→ Exercise prompt:
Copy all of the data below word for word, leaving out the pictures.

→ Data for this task:
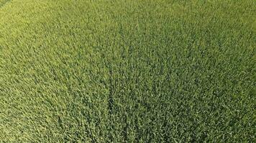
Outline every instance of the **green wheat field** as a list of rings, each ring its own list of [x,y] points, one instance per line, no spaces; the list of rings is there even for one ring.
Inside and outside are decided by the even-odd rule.
[[[0,142],[255,142],[255,0],[0,0]]]

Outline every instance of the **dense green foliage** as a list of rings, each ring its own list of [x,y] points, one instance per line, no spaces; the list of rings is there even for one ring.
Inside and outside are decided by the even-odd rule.
[[[6,1],[0,142],[255,141],[255,0]]]

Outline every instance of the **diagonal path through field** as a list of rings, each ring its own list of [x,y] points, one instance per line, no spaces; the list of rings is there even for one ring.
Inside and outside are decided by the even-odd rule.
[[[12,0],[0,142],[252,142],[255,4]]]

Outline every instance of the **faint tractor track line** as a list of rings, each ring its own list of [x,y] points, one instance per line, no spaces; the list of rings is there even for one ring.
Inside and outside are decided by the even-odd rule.
[[[2,8],[8,2],[10,2],[12,0],[5,0],[5,1],[3,1],[2,2],[0,1],[0,9]]]

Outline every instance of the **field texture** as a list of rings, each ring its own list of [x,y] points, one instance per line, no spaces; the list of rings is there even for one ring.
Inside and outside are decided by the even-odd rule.
[[[0,142],[255,142],[256,1],[0,0]]]

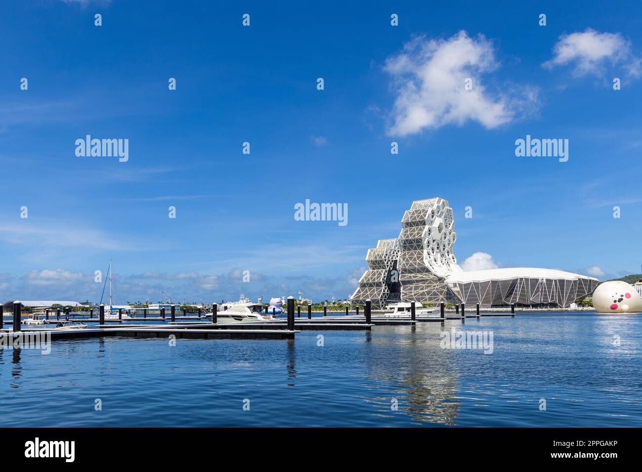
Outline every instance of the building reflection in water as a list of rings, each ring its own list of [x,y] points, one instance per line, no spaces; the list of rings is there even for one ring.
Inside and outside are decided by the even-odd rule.
[[[379,335],[367,343],[365,366],[368,380],[381,392],[364,398],[375,406],[374,414],[388,417],[405,414],[411,424],[455,425],[461,407],[456,387],[457,366],[453,351],[440,347],[439,324],[416,330],[394,328],[391,335],[382,336],[379,330]],[[405,331],[404,336],[394,332],[399,330]],[[396,410],[391,408],[394,400],[398,403]]]

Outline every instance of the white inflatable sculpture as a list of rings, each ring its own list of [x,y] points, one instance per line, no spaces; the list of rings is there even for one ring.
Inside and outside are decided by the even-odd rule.
[[[612,280],[593,292],[593,307],[600,313],[638,313],[642,312],[642,298],[632,285]]]

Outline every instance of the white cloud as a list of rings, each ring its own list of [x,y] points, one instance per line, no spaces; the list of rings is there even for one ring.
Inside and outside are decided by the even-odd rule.
[[[536,109],[533,87],[519,94],[488,91],[482,77],[497,67],[492,44],[482,35],[471,38],[462,31],[446,40],[414,38],[386,61],[397,94],[388,134],[406,136],[469,121],[490,129],[512,121],[522,109]],[[472,90],[465,87],[469,78]]]
[[[630,42],[619,33],[600,33],[587,28],[582,33],[562,35],[553,51],[555,56],[542,65],[553,69],[572,64],[575,77],[602,75],[607,62],[623,65],[634,77],[642,74],[642,60],[633,55]]]
[[[317,148],[321,148],[327,144],[327,138],[323,136],[311,136],[310,140]]]
[[[594,277],[602,277],[606,275],[606,273],[597,266],[591,266],[586,269],[586,273]]]
[[[40,286],[73,285],[87,278],[87,276],[82,272],[71,272],[62,269],[31,271],[24,275],[28,285]]]
[[[461,267],[465,271],[483,271],[487,269],[498,269],[499,266],[495,264],[490,254],[475,253],[464,261]]]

→ Result of the exercise:
Outline every instance of the **green wheat field** as a list of rings, each ring its own list of [x,y] points, one instance per line, no spaces; the list of rings is there even for one ring.
Inside and outside are decided by the even-odd rule.
[[[0,142],[255,142],[255,0],[0,0]]]

Outline every instance of the **dense green foliage** as a list of rings, each ring its own list of [x,y] points, one instance per line, no spaces; the list of rings is there even for one ring.
Inside and outside are decided by the even-odd rule.
[[[6,1],[0,142],[255,141],[255,0]]]

Outline every instance of the **diagonal path through field** as a list of rings, each ring its own list of [x,y] points, one instance per line, no spaces; the list of rings is there even for one ring.
Inside and outside are decided by the even-odd rule.
[[[12,0],[0,142],[252,142],[255,4]]]

Outline every instance of the **faint tractor track line** as a list of rings, each ring its own list of [x,y] points, one instance per line, no spaces; the list of rings is there even for one ring.
Inside and outside are decided by the even-odd rule.
[[[2,8],[8,2],[10,2],[12,0],[5,0],[5,1],[3,1],[2,2],[0,1],[0,9]]]

Outline every instance of the **field texture** as a list of rings, each ring its own list of [x,y] points, one instance per line, no spaces; the list of rings is there even for one ring.
Inside and outside are decided by the even-odd rule.
[[[0,142],[255,142],[256,1],[0,0]]]

Outline every instance of the building reflection in water as a list of rings, each ring its own list of [x,y] points, one instance per line, no spaces; the list of rings is there even for one ring.
Inside and outside are decided by the even-odd rule.
[[[379,335],[367,343],[365,366],[368,380],[381,392],[364,398],[375,406],[374,414],[388,417],[405,414],[411,424],[455,425],[461,407],[456,387],[457,366],[453,351],[440,347],[439,324],[416,330],[394,328],[391,335],[382,336],[379,330]],[[405,331],[404,336],[394,332],[399,330]],[[396,410],[391,408],[394,400],[398,403]]]

Outline every instance of the white inflatable sculpture as a list of rings, each ring its own list of [x,y] points, one instance per line, no spaces; the list of rings is there even for one ring.
Inside and outside are decided by the even-odd rule.
[[[612,280],[593,292],[593,307],[600,313],[638,313],[642,312],[642,298],[632,285]]]

Outline every instance of the white cloud as a list of rings, each ring its own list of [x,y] points, one instance per line, no spaces; the list of rings is there even for one ring.
Inside and outside are decided by the even-odd rule.
[[[536,109],[533,87],[519,94],[488,91],[482,77],[497,67],[492,44],[482,35],[471,38],[462,31],[446,40],[414,38],[386,61],[397,94],[388,134],[406,136],[469,121],[490,129],[512,121],[522,109]],[[472,90],[465,87],[469,78]]]
[[[630,42],[619,33],[600,33],[587,28],[582,33],[562,35],[553,51],[555,56],[542,65],[553,69],[572,64],[575,77],[602,75],[607,62],[623,65],[634,77],[642,74],[642,60],[633,55]]]
[[[317,148],[321,148],[327,144],[327,138],[323,136],[311,136],[310,140]]]
[[[594,277],[602,277],[606,275],[606,273],[597,266],[591,266],[586,269],[586,273]]]
[[[40,286],[73,285],[87,278],[87,276],[82,272],[71,272],[62,269],[31,271],[24,275],[28,285]]]
[[[461,267],[465,271],[483,271],[487,269],[498,269],[499,266],[495,264],[490,254],[475,253],[464,261]]]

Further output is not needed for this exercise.